What lines in the data below mention the string "forest"? Copy them out.

........

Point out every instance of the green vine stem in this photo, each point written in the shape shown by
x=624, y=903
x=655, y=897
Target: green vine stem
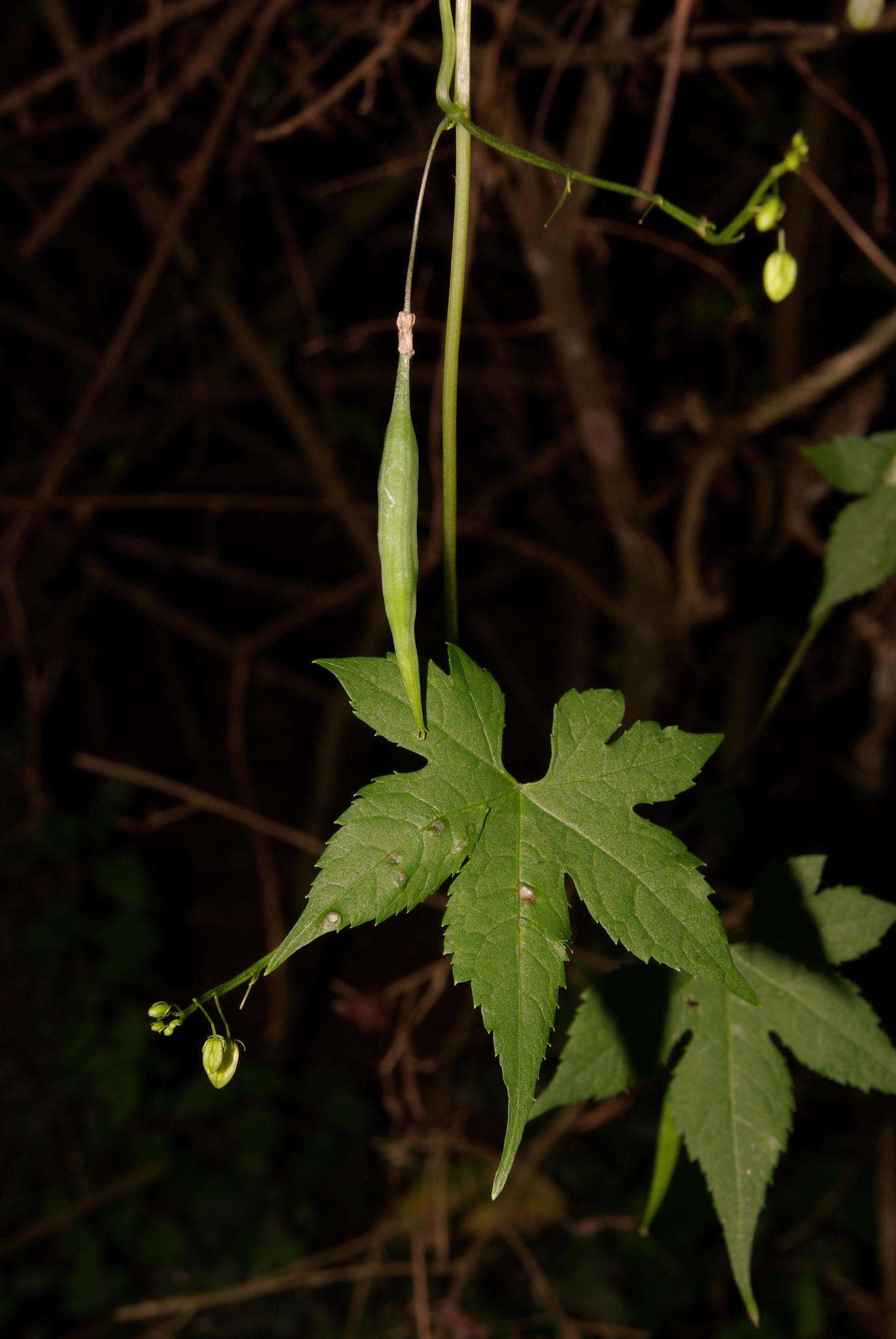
x=248, y=974
x=456, y=51
x=705, y=229
x=409, y=279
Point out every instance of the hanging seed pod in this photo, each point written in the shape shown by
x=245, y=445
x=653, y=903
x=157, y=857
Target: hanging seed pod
x=769, y=214
x=864, y=14
x=212, y=1054
x=397, y=524
x=229, y=1058
x=780, y=275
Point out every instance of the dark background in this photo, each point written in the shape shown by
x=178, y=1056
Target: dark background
x=197, y=366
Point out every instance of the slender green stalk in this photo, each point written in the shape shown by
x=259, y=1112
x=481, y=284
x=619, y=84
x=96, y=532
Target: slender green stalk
x=409, y=280
x=456, y=315
x=669, y=1144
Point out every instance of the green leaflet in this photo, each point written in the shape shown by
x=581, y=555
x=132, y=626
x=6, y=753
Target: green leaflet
x=731, y=1096
x=506, y=923
x=861, y=549
x=625, y=1027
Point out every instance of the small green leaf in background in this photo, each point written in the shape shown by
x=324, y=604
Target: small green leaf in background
x=731, y=1094
x=506, y=923
x=854, y=464
x=861, y=549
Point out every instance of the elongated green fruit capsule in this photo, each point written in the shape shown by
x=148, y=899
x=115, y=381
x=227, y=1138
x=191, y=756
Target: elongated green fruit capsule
x=397, y=524
x=769, y=214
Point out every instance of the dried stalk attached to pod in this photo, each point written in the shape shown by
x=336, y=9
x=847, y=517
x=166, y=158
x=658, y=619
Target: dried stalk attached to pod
x=397, y=493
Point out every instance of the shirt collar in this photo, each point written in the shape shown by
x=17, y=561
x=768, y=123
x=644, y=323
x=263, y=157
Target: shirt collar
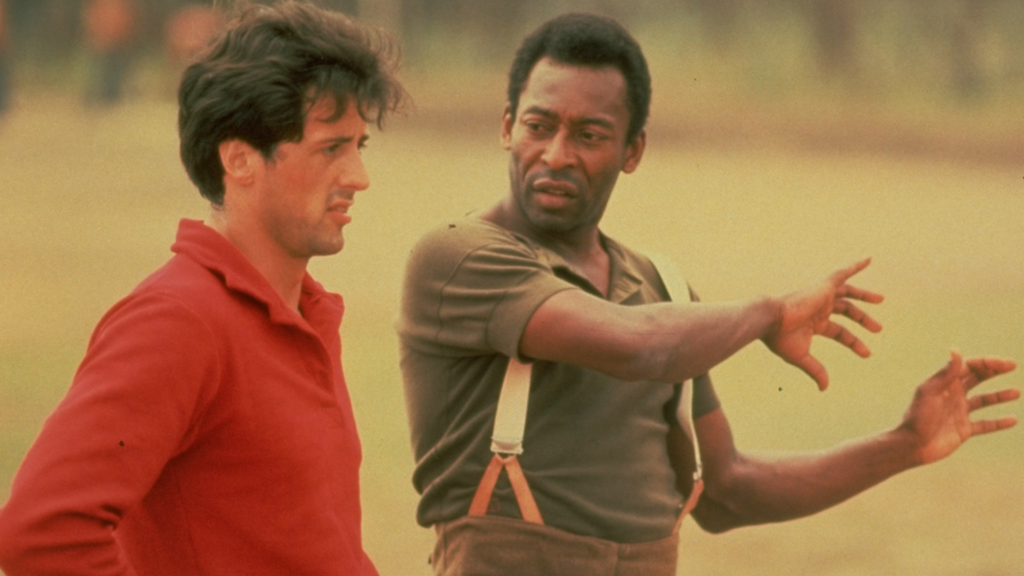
x=211, y=250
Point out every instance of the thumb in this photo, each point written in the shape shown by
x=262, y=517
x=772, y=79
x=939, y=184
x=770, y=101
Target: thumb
x=815, y=370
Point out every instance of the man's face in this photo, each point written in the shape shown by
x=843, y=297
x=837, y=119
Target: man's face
x=567, y=145
x=307, y=187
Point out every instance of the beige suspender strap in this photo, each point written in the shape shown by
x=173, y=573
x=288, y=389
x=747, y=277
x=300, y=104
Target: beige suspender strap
x=510, y=422
x=677, y=286
x=510, y=419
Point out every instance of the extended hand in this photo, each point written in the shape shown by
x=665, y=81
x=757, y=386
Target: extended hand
x=809, y=312
x=940, y=415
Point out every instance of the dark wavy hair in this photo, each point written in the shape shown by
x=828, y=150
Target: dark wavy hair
x=259, y=78
x=590, y=40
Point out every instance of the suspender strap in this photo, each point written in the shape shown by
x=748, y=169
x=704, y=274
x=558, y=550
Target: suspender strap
x=510, y=421
x=677, y=287
x=527, y=506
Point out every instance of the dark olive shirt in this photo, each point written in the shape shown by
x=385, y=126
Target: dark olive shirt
x=595, y=447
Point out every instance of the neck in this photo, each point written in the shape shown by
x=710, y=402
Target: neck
x=284, y=273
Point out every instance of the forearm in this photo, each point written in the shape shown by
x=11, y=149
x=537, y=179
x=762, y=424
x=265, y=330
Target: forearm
x=759, y=490
x=687, y=340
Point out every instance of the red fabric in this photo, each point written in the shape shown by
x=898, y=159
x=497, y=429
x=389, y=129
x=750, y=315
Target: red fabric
x=208, y=430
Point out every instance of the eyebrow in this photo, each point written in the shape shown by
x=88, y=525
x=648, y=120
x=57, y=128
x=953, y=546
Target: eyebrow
x=345, y=139
x=587, y=120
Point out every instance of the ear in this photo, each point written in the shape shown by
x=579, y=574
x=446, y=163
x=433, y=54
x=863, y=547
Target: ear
x=507, y=123
x=634, y=152
x=240, y=161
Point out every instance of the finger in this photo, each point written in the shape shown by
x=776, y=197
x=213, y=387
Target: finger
x=847, y=291
x=987, y=426
x=850, y=311
x=840, y=277
x=987, y=367
x=846, y=337
x=991, y=399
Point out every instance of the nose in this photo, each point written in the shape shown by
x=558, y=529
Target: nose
x=353, y=175
x=559, y=152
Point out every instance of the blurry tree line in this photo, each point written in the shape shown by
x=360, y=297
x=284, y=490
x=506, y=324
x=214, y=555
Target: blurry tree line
x=967, y=47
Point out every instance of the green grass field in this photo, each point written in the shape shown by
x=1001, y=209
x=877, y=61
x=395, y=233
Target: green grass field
x=90, y=202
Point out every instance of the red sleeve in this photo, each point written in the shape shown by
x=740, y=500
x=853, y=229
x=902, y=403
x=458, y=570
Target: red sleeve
x=150, y=369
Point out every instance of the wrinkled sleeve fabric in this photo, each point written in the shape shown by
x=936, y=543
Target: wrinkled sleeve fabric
x=471, y=289
x=135, y=402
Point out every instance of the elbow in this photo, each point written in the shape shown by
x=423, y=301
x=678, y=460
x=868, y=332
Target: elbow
x=10, y=547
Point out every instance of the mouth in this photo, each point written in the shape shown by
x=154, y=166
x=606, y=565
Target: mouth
x=555, y=188
x=339, y=211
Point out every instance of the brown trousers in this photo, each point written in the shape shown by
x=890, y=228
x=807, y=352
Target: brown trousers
x=501, y=546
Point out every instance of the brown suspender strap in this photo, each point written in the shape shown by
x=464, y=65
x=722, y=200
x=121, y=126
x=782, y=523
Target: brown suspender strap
x=691, y=502
x=527, y=506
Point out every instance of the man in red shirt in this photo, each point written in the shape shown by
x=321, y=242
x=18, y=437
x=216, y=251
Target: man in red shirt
x=209, y=429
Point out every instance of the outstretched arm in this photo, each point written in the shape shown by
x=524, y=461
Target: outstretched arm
x=741, y=490
x=672, y=342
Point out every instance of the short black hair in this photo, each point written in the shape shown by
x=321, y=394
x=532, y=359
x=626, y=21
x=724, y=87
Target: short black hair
x=258, y=79
x=582, y=39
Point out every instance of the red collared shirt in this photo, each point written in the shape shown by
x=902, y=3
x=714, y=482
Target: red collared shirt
x=208, y=430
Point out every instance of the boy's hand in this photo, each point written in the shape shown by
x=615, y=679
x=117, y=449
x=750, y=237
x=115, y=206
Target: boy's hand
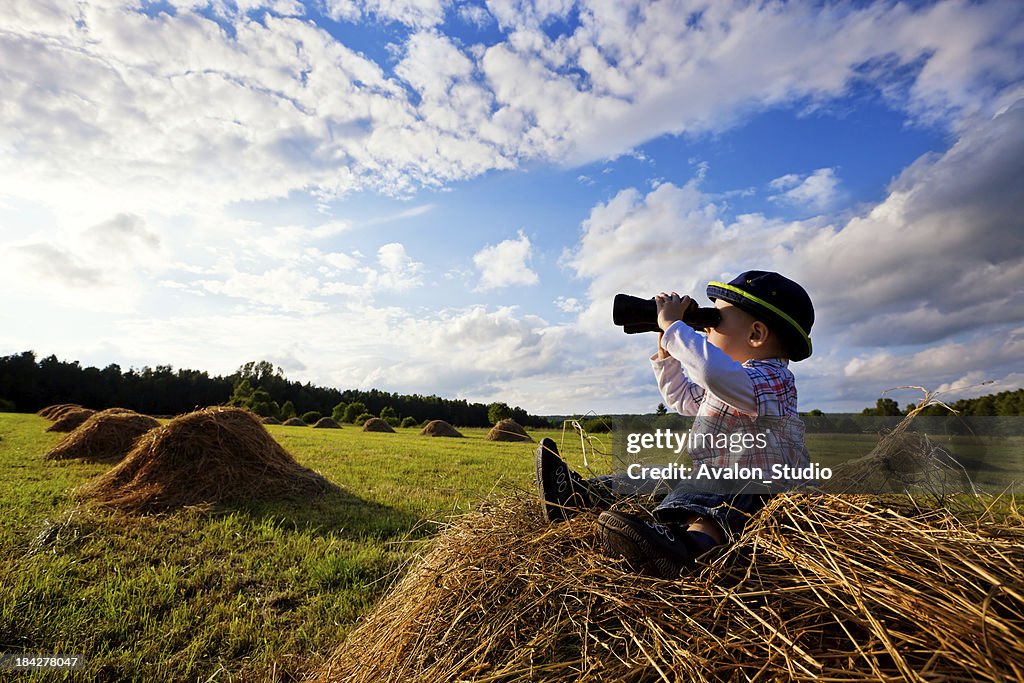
x=671, y=307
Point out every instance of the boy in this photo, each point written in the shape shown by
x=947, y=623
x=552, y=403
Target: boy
x=727, y=379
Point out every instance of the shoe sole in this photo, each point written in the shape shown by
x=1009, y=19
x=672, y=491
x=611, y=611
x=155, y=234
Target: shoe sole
x=621, y=540
x=551, y=512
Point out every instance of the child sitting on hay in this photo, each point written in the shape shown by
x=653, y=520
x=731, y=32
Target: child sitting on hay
x=728, y=378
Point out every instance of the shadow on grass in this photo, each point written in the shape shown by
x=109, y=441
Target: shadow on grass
x=336, y=512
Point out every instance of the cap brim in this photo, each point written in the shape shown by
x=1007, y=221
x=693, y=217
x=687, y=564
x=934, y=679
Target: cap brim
x=797, y=342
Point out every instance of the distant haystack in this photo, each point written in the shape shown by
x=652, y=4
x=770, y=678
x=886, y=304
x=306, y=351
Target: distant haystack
x=439, y=428
x=71, y=420
x=50, y=412
x=377, y=425
x=107, y=436
x=212, y=456
x=508, y=430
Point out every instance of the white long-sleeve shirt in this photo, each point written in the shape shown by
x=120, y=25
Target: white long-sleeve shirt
x=727, y=397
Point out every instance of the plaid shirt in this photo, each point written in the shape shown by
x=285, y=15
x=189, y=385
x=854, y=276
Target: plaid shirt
x=764, y=390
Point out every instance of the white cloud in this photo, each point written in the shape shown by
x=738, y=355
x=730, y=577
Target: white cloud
x=281, y=289
x=907, y=293
x=817, y=191
x=475, y=14
x=410, y=12
x=505, y=264
x=397, y=270
x=568, y=304
x=107, y=107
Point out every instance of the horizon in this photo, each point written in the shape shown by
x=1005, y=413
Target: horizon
x=423, y=197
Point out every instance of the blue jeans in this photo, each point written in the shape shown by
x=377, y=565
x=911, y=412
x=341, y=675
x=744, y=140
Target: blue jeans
x=683, y=499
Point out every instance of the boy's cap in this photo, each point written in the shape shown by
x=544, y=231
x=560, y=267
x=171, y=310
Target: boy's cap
x=781, y=303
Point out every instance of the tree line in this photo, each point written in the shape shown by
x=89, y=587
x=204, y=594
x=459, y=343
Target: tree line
x=1003, y=404
x=28, y=384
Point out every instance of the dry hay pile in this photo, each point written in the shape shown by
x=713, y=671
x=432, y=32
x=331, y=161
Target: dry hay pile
x=377, y=425
x=818, y=587
x=439, y=428
x=902, y=462
x=105, y=436
x=211, y=456
x=52, y=412
x=508, y=430
x=71, y=420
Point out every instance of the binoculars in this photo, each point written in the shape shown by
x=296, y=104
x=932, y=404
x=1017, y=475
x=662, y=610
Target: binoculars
x=636, y=314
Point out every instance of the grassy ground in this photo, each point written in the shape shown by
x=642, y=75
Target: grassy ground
x=260, y=591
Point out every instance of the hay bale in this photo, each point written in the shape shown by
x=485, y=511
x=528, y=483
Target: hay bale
x=49, y=411
x=71, y=420
x=377, y=425
x=105, y=436
x=817, y=587
x=212, y=456
x=439, y=428
x=508, y=430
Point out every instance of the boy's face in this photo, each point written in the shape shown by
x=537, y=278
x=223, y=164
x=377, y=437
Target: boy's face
x=735, y=333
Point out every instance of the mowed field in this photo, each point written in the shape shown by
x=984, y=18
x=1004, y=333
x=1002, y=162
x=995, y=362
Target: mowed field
x=258, y=591
x=252, y=592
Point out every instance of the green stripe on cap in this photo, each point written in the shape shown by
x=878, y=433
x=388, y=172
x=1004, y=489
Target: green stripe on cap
x=762, y=302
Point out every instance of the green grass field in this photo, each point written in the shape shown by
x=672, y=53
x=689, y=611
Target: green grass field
x=259, y=591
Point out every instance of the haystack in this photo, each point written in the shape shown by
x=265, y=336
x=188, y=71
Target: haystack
x=71, y=420
x=508, y=430
x=439, y=428
x=377, y=425
x=49, y=411
x=105, y=436
x=818, y=587
x=212, y=456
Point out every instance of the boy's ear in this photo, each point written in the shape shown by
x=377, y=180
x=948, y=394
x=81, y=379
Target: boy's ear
x=759, y=334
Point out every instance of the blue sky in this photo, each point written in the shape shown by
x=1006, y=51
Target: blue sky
x=424, y=196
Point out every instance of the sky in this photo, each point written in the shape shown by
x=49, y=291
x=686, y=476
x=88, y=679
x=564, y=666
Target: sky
x=442, y=198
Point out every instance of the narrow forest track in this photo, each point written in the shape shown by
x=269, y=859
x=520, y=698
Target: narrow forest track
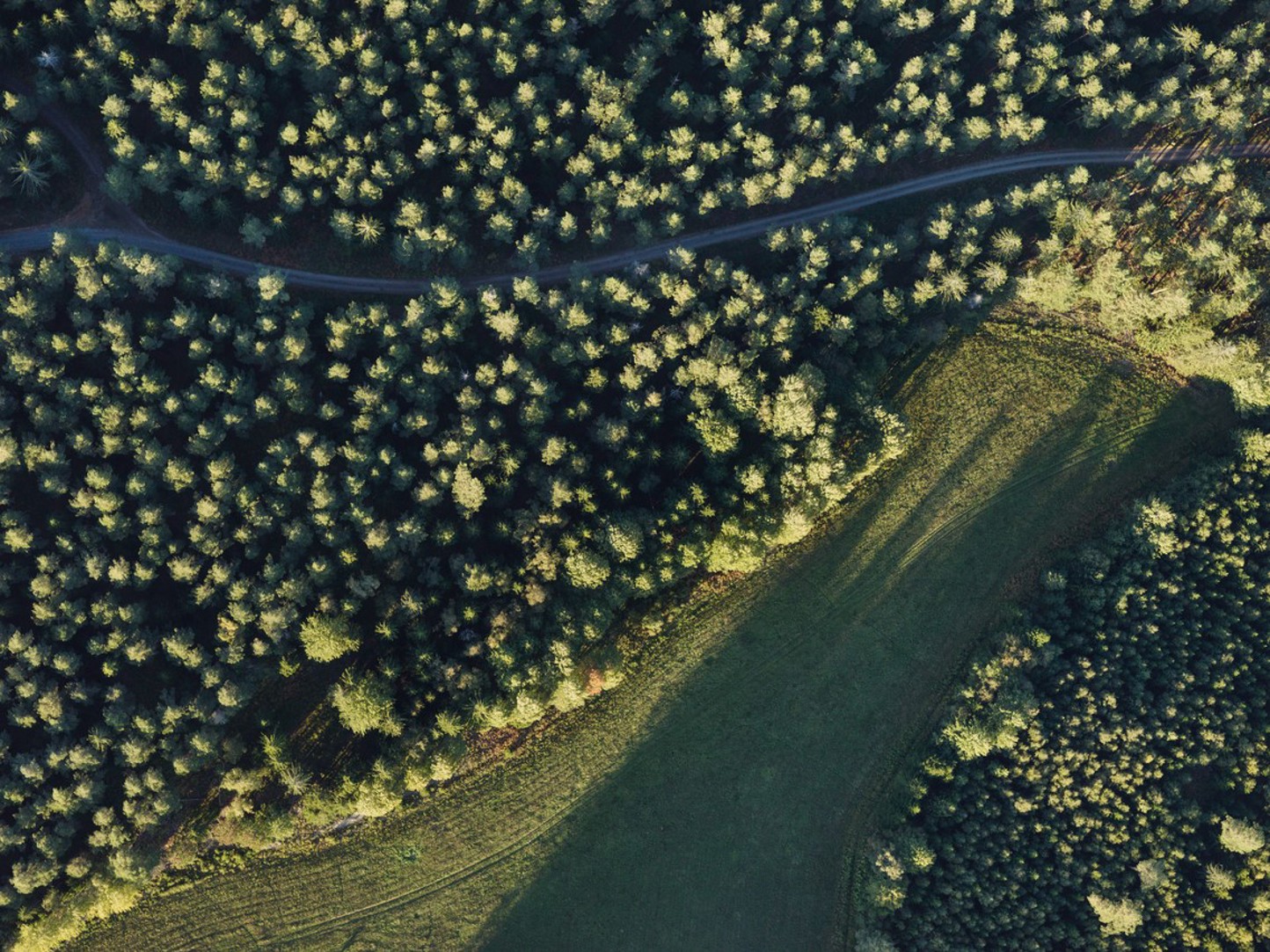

........

> **Problem solution**:
Point out every instance of the narrow forest track in this photo, each point written in the shape shown by
Target: narrow forest track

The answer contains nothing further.